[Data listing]
=======
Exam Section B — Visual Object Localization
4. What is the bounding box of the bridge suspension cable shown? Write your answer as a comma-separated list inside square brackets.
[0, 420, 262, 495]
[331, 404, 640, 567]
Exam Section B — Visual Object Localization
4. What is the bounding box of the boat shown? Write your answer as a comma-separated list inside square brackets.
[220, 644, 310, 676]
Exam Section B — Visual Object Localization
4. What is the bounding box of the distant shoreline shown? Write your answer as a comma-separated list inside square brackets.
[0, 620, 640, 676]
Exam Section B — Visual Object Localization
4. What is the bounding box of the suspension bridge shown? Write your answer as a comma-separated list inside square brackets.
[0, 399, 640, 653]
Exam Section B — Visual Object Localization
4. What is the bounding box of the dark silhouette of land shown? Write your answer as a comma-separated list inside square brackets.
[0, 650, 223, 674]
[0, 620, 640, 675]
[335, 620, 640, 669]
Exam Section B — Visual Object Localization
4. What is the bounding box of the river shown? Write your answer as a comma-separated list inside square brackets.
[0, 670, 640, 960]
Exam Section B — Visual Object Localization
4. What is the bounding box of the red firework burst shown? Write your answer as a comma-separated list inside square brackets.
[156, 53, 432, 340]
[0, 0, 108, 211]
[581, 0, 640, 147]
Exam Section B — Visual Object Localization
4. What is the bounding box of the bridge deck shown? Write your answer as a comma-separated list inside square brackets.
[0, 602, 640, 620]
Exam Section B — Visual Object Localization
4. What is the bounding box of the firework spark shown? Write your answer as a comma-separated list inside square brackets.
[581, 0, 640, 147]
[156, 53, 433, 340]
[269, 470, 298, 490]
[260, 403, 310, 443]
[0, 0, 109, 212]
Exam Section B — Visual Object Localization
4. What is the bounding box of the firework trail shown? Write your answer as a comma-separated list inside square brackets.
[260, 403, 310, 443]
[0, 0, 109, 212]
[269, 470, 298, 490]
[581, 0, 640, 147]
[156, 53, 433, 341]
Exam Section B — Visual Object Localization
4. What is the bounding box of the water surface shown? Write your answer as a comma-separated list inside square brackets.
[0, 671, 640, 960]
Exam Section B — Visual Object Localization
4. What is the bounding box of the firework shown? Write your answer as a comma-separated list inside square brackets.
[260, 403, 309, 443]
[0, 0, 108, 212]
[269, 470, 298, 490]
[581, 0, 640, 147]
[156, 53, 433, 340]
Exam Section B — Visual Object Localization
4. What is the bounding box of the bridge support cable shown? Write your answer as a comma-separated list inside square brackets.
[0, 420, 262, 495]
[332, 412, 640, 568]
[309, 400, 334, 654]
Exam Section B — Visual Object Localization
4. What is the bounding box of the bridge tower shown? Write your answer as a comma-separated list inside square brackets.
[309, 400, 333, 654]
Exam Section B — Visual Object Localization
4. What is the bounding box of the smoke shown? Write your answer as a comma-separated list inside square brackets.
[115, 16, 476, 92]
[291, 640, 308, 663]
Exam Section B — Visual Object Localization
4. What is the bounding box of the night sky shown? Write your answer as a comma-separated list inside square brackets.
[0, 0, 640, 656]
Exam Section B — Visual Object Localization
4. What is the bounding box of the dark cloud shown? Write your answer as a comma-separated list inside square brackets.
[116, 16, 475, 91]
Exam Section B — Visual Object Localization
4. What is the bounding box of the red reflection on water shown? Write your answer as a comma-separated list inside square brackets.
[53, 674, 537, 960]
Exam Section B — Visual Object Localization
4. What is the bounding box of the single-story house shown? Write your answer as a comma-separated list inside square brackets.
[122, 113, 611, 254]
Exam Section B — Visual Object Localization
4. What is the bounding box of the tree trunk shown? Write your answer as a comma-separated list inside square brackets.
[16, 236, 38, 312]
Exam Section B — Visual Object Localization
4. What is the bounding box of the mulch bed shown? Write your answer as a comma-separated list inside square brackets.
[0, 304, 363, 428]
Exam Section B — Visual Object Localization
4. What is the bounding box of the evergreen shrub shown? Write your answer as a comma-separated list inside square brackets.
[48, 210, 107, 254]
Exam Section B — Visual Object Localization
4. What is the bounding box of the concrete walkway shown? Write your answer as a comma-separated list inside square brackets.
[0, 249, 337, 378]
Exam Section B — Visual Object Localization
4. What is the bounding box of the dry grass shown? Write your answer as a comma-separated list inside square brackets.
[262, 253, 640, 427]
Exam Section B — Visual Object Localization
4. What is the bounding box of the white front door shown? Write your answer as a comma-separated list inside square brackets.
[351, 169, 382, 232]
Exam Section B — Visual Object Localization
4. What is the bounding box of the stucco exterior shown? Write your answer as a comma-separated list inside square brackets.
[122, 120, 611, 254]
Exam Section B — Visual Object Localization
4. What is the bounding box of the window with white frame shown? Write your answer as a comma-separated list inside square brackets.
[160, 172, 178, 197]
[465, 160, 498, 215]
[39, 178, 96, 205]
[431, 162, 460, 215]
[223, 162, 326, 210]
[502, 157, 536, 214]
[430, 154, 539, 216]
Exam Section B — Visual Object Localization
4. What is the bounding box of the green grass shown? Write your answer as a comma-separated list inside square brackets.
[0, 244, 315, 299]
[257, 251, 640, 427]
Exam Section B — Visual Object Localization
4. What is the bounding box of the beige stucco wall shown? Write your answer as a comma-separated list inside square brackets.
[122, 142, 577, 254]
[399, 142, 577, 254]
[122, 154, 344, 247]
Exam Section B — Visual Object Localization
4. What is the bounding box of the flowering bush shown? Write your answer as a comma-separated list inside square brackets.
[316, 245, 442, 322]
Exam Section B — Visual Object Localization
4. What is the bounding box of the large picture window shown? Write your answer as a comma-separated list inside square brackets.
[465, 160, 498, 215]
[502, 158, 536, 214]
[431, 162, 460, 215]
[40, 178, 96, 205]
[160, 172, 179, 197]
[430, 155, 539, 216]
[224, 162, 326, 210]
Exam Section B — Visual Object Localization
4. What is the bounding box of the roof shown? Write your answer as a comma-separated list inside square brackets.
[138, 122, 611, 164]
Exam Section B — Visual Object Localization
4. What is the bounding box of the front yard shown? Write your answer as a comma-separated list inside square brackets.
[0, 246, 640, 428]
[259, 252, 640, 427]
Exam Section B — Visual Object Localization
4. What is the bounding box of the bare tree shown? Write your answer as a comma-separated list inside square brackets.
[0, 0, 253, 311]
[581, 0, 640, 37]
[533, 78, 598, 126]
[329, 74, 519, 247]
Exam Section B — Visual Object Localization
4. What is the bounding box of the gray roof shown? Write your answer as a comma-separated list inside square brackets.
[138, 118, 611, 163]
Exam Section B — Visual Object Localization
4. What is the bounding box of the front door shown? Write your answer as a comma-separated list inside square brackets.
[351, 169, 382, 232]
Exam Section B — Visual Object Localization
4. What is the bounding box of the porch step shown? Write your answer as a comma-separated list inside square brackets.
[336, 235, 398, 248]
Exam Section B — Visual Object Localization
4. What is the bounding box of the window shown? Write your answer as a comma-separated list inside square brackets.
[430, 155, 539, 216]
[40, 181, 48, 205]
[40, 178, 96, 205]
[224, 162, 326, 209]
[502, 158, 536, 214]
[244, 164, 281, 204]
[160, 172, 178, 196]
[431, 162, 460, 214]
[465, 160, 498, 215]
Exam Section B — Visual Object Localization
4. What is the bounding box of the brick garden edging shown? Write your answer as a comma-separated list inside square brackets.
=======
→ **Work to be completed**: Extract every line of the listing above that contains the word "dark", matching case exactly.

→ **Exercise solution**:
4. What is the bounding box of the dark silhouette of land shown? Write your answer as a comma-separated list inside square brackets.
4. What is the bounding box of the dark cloud shown? Write your answer as a comma-separated list inside square brackets.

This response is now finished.